§ **INSTRUCTIONS FOR THE TASK**
Please rewrite the lines starting at the one containing "Draw the outline of every instance of the chair" and ending at the one containing "M 21 115 L 20", replacing "every path" with "each path" and keeping everything else the same. Leave the pictures out of your answer.

§ **EXTRACTED DATA**
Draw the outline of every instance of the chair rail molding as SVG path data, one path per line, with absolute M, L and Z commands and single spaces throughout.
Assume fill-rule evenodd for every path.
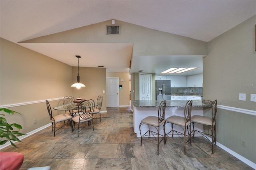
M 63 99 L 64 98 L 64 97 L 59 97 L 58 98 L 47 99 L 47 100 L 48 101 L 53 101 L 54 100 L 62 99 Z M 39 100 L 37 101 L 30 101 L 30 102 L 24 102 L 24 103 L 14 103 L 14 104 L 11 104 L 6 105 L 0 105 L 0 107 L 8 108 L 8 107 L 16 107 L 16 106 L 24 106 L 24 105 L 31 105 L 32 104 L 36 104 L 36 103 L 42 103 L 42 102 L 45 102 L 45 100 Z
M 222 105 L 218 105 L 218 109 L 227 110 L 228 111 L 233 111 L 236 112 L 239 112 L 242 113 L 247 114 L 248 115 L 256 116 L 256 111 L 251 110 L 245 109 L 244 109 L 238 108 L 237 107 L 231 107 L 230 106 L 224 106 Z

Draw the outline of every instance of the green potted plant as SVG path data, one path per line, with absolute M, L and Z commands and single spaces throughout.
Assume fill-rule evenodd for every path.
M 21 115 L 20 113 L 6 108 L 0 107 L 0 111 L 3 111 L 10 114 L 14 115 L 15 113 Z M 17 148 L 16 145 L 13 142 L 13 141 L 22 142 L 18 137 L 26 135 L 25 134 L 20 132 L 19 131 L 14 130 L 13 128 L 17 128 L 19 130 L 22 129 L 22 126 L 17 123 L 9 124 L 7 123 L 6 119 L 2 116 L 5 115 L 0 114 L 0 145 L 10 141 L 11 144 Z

---

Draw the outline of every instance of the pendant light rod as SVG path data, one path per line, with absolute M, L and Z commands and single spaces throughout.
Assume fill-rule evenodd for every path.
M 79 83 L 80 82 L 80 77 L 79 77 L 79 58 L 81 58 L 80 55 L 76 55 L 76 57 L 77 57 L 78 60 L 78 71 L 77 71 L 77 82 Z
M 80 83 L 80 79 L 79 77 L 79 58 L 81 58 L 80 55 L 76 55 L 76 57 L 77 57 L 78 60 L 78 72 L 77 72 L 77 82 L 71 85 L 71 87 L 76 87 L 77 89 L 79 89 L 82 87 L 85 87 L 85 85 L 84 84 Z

---

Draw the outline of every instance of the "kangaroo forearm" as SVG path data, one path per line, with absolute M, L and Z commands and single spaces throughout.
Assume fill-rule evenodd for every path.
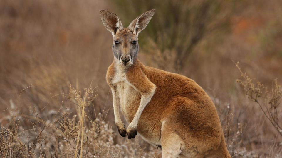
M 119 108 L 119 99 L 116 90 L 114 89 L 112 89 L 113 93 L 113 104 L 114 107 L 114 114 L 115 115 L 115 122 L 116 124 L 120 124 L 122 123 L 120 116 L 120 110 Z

§ **CORRECT RESPONSE**
Draw the outline of every instance of the chair rail molding as SVG path data, one path per line, with absolute M, L and Z commands and single spaces throughout.
Assume fill-rule evenodd for each path.
M 63 99 L 64 98 L 64 97 L 59 97 L 58 98 L 47 99 L 47 100 L 48 101 L 53 101 L 54 100 L 62 99 Z M 39 100 L 37 101 L 30 101 L 30 102 L 24 102 L 24 103 L 14 103 L 14 104 L 11 104 L 6 105 L 0 105 L 0 107 L 8 108 L 8 107 L 16 107 L 16 106 L 24 106 L 24 105 L 31 105 L 32 104 L 36 104 L 36 103 L 42 103 L 42 102 L 45 102 L 45 100 Z
M 222 105 L 218 105 L 218 109 L 227 110 L 228 111 L 233 111 L 236 112 L 239 112 L 242 113 L 247 114 L 248 115 L 256 116 L 256 111 L 251 110 L 245 109 L 244 109 L 238 108 L 237 107 L 231 107 L 230 106 L 224 106 Z

Draw the outline of every instance of the green potted plant as SVG path data, one path per line, with absolute M, L and Z commands and single spaces throughout.
Assume fill-rule evenodd for each path.
M 21 115 L 20 113 L 6 108 L 0 107 L 0 111 L 3 111 L 10 114 L 14 115 L 15 113 Z M 17 148 L 16 145 L 13 142 L 13 141 L 22 142 L 18 137 L 26 135 L 25 134 L 20 132 L 19 131 L 14 130 L 13 128 L 17 128 L 19 130 L 22 129 L 22 126 L 17 123 L 9 124 L 7 123 L 6 119 L 2 116 L 5 115 L 0 114 L 0 145 L 10 141 L 11 144 Z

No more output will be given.